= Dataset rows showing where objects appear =
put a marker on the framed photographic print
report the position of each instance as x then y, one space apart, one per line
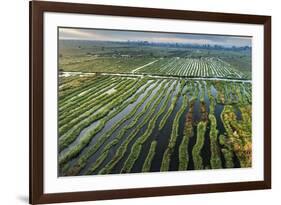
137 102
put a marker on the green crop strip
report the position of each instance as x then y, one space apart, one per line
88 109
137 146
92 93
227 152
215 153
123 147
173 138
170 110
86 138
81 162
71 135
75 91
187 134
149 158
197 159
100 107
239 133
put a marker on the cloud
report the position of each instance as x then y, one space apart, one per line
115 35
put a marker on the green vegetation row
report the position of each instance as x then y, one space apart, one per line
137 146
137 127
86 110
81 119
147 163
82 86
171 108
239 133
82 161
85 95
197 159
187 134
71 135
87 137
173 138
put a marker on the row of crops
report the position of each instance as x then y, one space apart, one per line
122 125
199 67
192 67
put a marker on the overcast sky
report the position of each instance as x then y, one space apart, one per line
114 35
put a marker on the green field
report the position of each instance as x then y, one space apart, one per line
135 107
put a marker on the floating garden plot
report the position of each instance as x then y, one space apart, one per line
118 124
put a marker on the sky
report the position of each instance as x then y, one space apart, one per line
156 37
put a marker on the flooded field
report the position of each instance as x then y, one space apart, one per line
143 124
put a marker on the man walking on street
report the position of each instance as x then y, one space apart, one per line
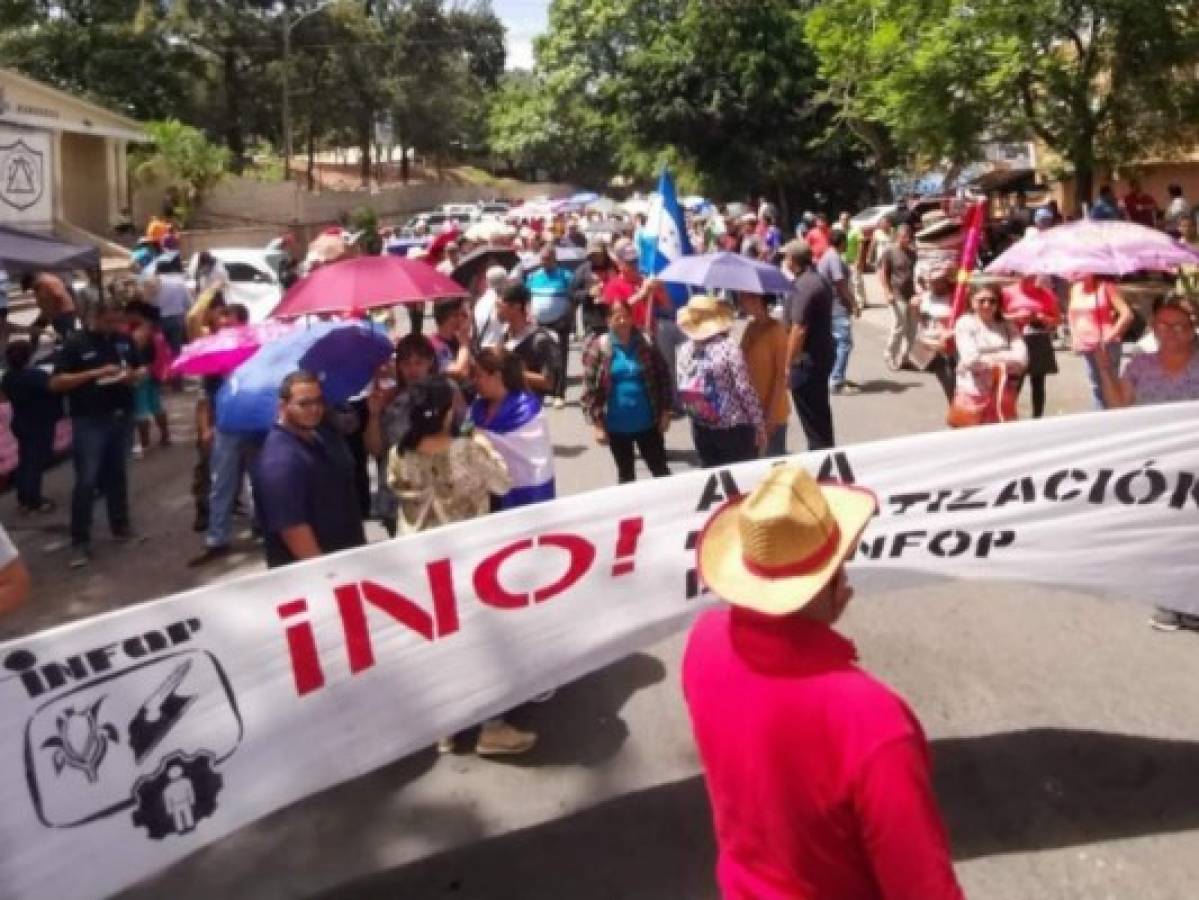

= Written request =
Copy out every line of the material above word for word, omitting the pictures.

= Full solution =
put a marker on the framed photographic print
report the position of each instance as x then y, one space apart, one per line
137 102
put a marker on the green crop strip
report the position of each instance as x then y, one space apart, one per line
88 109
137 146
92 93
227 152
215 153
123 147
173 138
170 110
86 138
81 162
71 135
75 91
187 134
149 158
197 159
100 107
239 133
put a marker on the cloud
report the position of each instance as x then y, one space apart, one per line
115 35
put a marker on the green vegetation row
report the position of each instance as x then y, one space apart, one per line
137 146
137 127
86 110
81 119
147 163
82 86
171 108
239 133
82 161
85 95
197 159
187 134
71 135
87 137
173 138
put a marker on the row of crops
report the position of each instance as x then y, one space apart, one per line
122 125
199 67
192 67
put a marker on the overcast sky
report the position of each instance as x then y, one space apart, one per line
114 35
put a marker on the green field
report the position of each instance as x then y, one space apart, one per line
135 107
put a marker on the floating garden plot
report the position of each instance as x then y, one space apart, one per line
118 124
put a marker on the sky
report the position of each instance as x then y, one space apart, one per line
156 37
put a marker on the flooded field
report the position of each instance as x then y, one space apart, one per line
143 124
put a marker on the man walking on street
report the position of each instance as x then y, one space apart, one per line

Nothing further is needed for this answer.